#### WHAT IS BEING ASKED:
Rewrite every line of the records below as a numbered list, leaving out any blank lines.

[Items from a dataset]
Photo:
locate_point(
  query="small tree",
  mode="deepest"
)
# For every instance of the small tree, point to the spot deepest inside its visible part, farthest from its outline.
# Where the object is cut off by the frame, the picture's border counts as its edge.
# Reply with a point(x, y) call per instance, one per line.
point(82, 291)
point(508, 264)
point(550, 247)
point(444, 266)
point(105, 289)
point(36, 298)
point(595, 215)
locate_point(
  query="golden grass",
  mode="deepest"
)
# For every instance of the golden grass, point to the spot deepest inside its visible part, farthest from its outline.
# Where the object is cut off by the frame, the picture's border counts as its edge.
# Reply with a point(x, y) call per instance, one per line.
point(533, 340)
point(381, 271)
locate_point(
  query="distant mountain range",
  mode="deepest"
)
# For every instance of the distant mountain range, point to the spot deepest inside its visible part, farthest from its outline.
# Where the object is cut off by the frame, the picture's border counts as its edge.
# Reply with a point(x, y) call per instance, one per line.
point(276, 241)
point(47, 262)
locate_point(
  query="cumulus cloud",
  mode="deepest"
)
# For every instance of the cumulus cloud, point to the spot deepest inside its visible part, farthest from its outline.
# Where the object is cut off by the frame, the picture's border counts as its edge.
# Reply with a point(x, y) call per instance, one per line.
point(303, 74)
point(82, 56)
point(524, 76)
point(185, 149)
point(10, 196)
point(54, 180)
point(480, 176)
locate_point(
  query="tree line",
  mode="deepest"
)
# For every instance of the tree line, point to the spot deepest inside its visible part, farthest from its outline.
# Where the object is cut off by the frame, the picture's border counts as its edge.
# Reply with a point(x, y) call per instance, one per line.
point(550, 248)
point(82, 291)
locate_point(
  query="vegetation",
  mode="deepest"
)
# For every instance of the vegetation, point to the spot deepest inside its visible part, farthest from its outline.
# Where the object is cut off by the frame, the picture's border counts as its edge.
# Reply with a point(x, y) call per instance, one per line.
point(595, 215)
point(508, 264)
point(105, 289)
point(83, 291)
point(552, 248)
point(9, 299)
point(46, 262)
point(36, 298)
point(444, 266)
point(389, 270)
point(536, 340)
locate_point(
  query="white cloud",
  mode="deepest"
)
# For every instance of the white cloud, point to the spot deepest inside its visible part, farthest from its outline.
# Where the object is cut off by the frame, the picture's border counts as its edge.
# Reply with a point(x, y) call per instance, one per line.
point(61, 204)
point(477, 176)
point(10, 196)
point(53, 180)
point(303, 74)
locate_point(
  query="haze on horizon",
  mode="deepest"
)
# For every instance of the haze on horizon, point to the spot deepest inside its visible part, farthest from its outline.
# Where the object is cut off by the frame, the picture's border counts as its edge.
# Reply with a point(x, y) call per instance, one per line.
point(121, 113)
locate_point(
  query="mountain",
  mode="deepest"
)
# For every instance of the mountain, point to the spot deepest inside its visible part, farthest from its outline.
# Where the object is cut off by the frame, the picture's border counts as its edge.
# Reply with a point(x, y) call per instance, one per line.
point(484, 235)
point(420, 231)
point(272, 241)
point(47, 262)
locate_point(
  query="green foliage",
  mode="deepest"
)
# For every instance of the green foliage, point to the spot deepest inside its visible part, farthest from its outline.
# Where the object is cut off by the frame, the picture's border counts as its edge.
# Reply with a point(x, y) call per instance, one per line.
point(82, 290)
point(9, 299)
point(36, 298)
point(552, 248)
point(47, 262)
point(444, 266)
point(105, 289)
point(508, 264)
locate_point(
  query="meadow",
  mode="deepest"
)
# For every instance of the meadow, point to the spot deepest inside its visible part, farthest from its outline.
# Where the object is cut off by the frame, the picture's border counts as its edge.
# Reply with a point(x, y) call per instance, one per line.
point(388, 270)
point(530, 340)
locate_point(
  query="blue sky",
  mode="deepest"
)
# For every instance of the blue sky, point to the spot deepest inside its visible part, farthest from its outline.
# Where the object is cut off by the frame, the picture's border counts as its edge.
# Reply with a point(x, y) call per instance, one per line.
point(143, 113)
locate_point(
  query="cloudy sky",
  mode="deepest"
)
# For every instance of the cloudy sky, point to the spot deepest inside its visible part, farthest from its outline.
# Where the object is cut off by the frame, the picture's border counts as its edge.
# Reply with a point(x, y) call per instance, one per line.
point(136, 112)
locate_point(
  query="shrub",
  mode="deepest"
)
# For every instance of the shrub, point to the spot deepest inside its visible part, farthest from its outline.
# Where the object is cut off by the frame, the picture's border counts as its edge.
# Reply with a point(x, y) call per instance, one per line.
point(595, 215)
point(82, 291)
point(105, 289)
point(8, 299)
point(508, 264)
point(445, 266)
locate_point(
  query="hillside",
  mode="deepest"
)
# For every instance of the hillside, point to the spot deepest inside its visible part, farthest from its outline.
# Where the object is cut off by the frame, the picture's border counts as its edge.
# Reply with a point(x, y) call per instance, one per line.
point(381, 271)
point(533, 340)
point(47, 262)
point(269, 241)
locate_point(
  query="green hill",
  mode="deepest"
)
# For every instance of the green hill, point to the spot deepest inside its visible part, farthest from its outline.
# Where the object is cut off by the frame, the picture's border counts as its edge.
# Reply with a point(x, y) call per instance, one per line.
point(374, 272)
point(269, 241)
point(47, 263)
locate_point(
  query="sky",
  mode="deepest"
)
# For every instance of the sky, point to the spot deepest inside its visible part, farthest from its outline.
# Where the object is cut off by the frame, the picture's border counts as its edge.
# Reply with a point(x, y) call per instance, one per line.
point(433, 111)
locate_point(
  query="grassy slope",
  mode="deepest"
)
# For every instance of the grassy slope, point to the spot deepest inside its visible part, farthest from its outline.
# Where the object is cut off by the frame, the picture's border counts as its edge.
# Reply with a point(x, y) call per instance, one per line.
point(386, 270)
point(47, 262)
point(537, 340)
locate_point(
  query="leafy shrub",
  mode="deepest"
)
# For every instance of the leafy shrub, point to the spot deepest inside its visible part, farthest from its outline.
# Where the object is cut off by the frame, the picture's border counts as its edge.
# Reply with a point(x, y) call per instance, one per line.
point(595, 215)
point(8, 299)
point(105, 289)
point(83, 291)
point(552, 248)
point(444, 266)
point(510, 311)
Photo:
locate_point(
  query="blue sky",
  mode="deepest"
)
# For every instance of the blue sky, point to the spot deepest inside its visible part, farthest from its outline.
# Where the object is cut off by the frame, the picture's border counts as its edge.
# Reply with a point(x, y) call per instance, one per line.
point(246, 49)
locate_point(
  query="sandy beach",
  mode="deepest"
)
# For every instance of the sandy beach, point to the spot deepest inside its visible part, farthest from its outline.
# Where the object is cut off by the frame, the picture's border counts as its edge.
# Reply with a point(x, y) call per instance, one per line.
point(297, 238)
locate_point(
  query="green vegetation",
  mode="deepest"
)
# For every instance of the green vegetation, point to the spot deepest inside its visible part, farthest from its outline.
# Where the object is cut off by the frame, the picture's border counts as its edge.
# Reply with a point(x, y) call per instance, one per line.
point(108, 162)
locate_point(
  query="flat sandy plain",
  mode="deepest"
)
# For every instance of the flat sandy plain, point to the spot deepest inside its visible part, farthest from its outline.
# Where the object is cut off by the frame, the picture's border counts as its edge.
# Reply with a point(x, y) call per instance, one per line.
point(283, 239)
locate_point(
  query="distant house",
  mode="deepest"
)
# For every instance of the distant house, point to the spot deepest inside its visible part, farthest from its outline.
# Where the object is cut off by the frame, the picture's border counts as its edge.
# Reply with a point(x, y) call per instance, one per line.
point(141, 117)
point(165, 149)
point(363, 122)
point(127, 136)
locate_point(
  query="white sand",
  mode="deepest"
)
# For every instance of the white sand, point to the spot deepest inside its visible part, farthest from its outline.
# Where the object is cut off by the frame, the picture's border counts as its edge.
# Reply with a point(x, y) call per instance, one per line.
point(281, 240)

#### ANSWER IN FULL:
1. Photo:
2. locate_point(
3.   query="small tree",
4.   mode="deepest"
5. )
6. # For every instance of the small tree, point to the spot deepest inside its visible part, farthest from its outline.
7. # Where the object is cut off by the frame, the picture's border counts as its edge.
8. # Reply with a point(x, y) call per instance, one per line.
9. point(82, 291)
10. point(508, 264)
11. point(550, 247)
12. point(444, 266)
13. point(105, 289)
14. point(36, 298)
15. point(595, 215)
16. locate_point(
17.   query="golden grass",
18.   mode="deepest"
19. )
20. # For every instance of the golden grass, point to the spot deepest inside its visible part, farthest from its outline.
21. # Where the object is cut off by the frame, the picture's border counts as its edge.
22. # Reply with a point(x, y) call per instance, one per line.
23. point(533, 340)
24. point(381, 271)
25. locate_point(
26.   query="distant mountain range",
27.   mode="deepest"
28. )
29. # For every instance of the distant mountain range, point to the spot deepest inside its visible part, farthest from its outline.
30. # Where the object is cut off by the frame, the picture's border counts as its edge.
31. # Reply with a point(x, y) call per instance, one per line.
32. point(276, 241)
33. point(47, 262)
34. locate_point(
35.   query="cumulus cloud",
36.   mode="deepest"
37. )
38. # For every instance of the cumulus cloud, point to the spot deepest inside its visible part, farthest from its outline.
39. # Where the object is cut off by the frame, the picture's border counts as its edge.
40. # Reply with a point(x, y) call per instance, one per line.
41. point(303, 74)
42. point(82, 56)
43. point(524, 76)
44. point(185, 149)
45. point(10, 196)
46. point(54, 180)
47. point(480, 176)
48. locate_point(
49.   query="tree line",
50.   mode="deepest"
51. )
52. # For every instance of the tree line, point to the spot deepest inside its visible part, farthest from its outline.
53. # Where the object is cut off by the frame, the picture's border counts as its edge.
54. # Reply with a point(x, y) call per instance, one per line.
55. point(550, 248)
56. point(82, 291)
57. locate_point(
58.   query="vegetation",
59.   mode="deepest"
60. )
61. # For every instance of the vegetation, point to the spot deepest inside its visible part, farthest from its outline.
62. # Where the object is cut off by the frame, the picture's border counts as its edge.
63. # Reply with a point(x, y) call per instance, one per line.
64. point(595, 215)
65. point(508, 264)
66. point(105, 289)
67. point(83, 291)
68. point(552, 248)
69. point(9, 299)
70. point(46, 262)
71. point(36, 298)
72. point(444, 266)
73. point(389, 270)
74. point(536, 340)
75. locate_point(
76.   query="white cloud",
77.   mode="deepest"
78. )
79. # For every instance of the white cloud, point to the spot deepest inside its visible part, farthest from its outline.
80. # Where the object is cut off by the frame, the picture's border counts as its edge.
81. # Reply with a point(x, y) call per instance, one per line.
82. point(61, 204)
83. point(477, 176)
84. point(10, 196)
85. point(53, 180)
86. point(303, 74)
87. locate_point(
88.   query="haze on horizon",
89.   mode="deepest"
90. )
91. # For every instance of the haze on horizon, point to the spot deepest inside its visible part, farthest from its outline.
92. # Where the object is cut off by the frame, the picture's border counts as its edge.
93. # Reply with a point(x, y) call per instance, one per line.
94. point(121, 113)
95. locate_point(
96.   query="mountain",
97.   mode="deepest"
98. )
99. # For every instance of the mountain, point to the spot deepest inside its visible part, farthest from its outline.
100. # Where the object is cut off by the frame, the picture's border counts as its edge.
101. # Reply with a point(x, y) call per instance, one per line.
102. point(484, 235)
103. point(420, 231)
104. point(272, 241)
105. point(47, 262)
106. locate_point(
107.   query="green foliage",
108.   mode="deepest"
109. )
110. # For every instance of the green foliage, point to the spot deepest inside its visible part, farthest from its outline.
111. # Where the object is cut off by the frame, the picture's border counts as its edge.
112. # Reply with a point(x, y) call per instance, one per line.
113. point(82, 290)
114. point(9, 299)
115. point(36, 298)
116. point(552, 248)
117. point(47, 262)
118. point(444, 266)
119. point(105, 289)
120. point(508, 264)
121. locate_point(
122.   query="meadow",
123.   mode="deepest"
124. )
125. # For every instance of the meadow, point to the spot deepest inside its visible part, farthest from its outline.
126. # Where the object is cut off by the frame, the picture's border counts as its edge.
127. # Reply with a point(x, y) call per instance, one per line.
128. point(388, 270)
129. point(530, 340)
130. locate_point(
131.   query="blue sky",
132.   mode="deepest"
133. )
134. # For every instance of the blue sky, point to the spot deepest inside its visible part, farthest from its outline.
135. # Where the object is cut off by the frame, the picture's border counts as its edge.
136. # Reply with a point(x, y) call per instance, one per line.
137. point(143, 113)
138. locate_point(
139.   query="cloudy sky",
140.   mode="deepest"
141. )
142. # For every instance of the cloudy sky, point to the spot deepest inside its visible part, farthest from its outline.
143. # Where the object is cut off by the frame, the picture's border counts as its edge.
144. # Reply with a point(x, y) call per instance, one per line.
145. point(136, 112)
146. locate_point(
147.   query="shrub",
148.   mode="deepest"
149. )
150. # For every instance of the shrub, point to the spot deepest inside its visible part, farthest from its outline.
151. # Where the object is cut off by the frame, the picture's border counts as its edge.
152. # Reply with a point(x, y) call per instance, one per line.
153. point(595, 215)
154. point(82, 291)
155. point(105, 289)
156. point(8, 299)
157. point(508, 264)
158. point(445, 266)
159. locate_point(
160.   query="hillside",
161.   mode="deepest"
162. )
163. # For every instance of the hillside, point to the spot deepest inside its visible part, farthest from its outline.
164. # Where the object is cut off by the frame, the picture's border counts as its edge.
165. # Reply with a point(x, y) call per instance, one per line.
166. point(381, 271)
167. point(533, 340)
168. point(47, 262)
169. point(269, 241)
170. locate_point(
171.   query="green hill",
172.   mode="deepest"
173. )
174. # For every instance of the green hill, point to the spot deepest inside its visible part, farthest from its outline.
175. # Where the object is cut off by the frame, the picture's border counts as its edge.
176. # Reply with a point(x, y) call per instance, one per line.
177. point(374, 272)
178. point(269, 241)
179. point(47, 263)
180. locate_point(
181.   query="sky",
182.   mode="deepest"
183. )
184. # For every instance of the sky, point to the spot deepest inside its visible part, farthest from its outline.
185. # Where the object is cut off by the frame, the picture's border counts as its edge.
186. # Reply with a point(x, y) call per instance, one per line.
187. point(433, 111)
188. locate_point(
189.   query="grassy slope",
190.   mode="deepest"
191. )
192. # For every instance of the grassy slope, point to the spot deepest inside its visible part, farthest from its outline.
193. # Where the object is cut off by the frame, the picture's border counts as its edge.
194. # Reply with a point(x, y) call per instance, one per line.
195. point(386, 270)
196. point(47, 262)
197. point(537, 340)
198. locate_point(
199.   query="leafy shrub",
200.   mode="deepest"
201. )
202. # For every instance of the leafy shrub, point to the spot deepest inside its visible part, farthest from its outline.
203. # Where the object is cut off by the frame, the picture's border counts as its edge.
204. # Reply with a point(x, y) call per instance, one per line.
205. point(595, 215)
206. point(8, 299)
207. point(105, 289)
208. point(83, 291)
209. point(552, 248)
210. point(444, 266)
211. point(510, 311)
212. Photo:
213. locate_point(
214.   query="blue sky",
215.   mode="deepest"
216. )
217. # For every instance of the blue sky, point to the spot deepest inside its visible part, farthest from its outline.
218. # Where the object is cut off by the frame, the picture's border counts as its edge.
219. # Reply with a point(x, y) call per instance, one per line.
220. point(246, 49)
221. locate_point(
222.   query="sandy beach",
223.   mode="deepest"
224. )
225. # For every instance of the sandy beach, point to the spot deepest inside its visible part, farthest from its outline.
226. # Where the object is cut off by the frame, the picture's border counts as its edge.
227. # Reply with a point(x, y) call per instance, one per line.
228. point(297, 238)
229. locate_point(
230.   query="green vegetation",
231.   mode="deepest"
232. )
233. # For every instance of the green vegetation, point to the spot deepest inside its visible part, farthest from its outline.
234. # Where the object is cut off by the frame, the picture's border counts as its edge.
235. # Reply with a point(x, y) call per instance, one per line.
236. point(108, 162)
237. locate_point(
238.   query="flat sandy plain",
239.   mode="deepest"
240. )
241. # For every instance of the flat sandy plain, point to the spot deepest inside its visible part, farthest from its outline.
242. # Where the object is cut off by the frame, the picture's border counts as its edge.
243. # Reply with a point(x, y) call per instance, one per line.
244. point(283, 239)
245. locate_point(
246.   query="distant house",
247.   mode="deepest"
248. )
249. # For every instance of the distant house, point to the spot deepest inside its visible part, farthest from its outline.
250. # Where the object is cut off by the frame, the picture's border counts as its edge.
251. # Reply with a point(x, y) call per instance, one per line.
252. point(141, 117)
253. point(165, 149)
254. point(363, 122)
255. point(127, 136)
256. locate_point(
257.   query="white sand",
258.   mode="deepest"
259. )
260. # For every instance of the white sand, point to the spot deepest inside its visible part, farthest from its outline.
261. # Where the object is cut off by the frame, the picture's border counts as its edge.
262. # Reply with a point(x, y) call per instance, one per line.
263. point(281, 240)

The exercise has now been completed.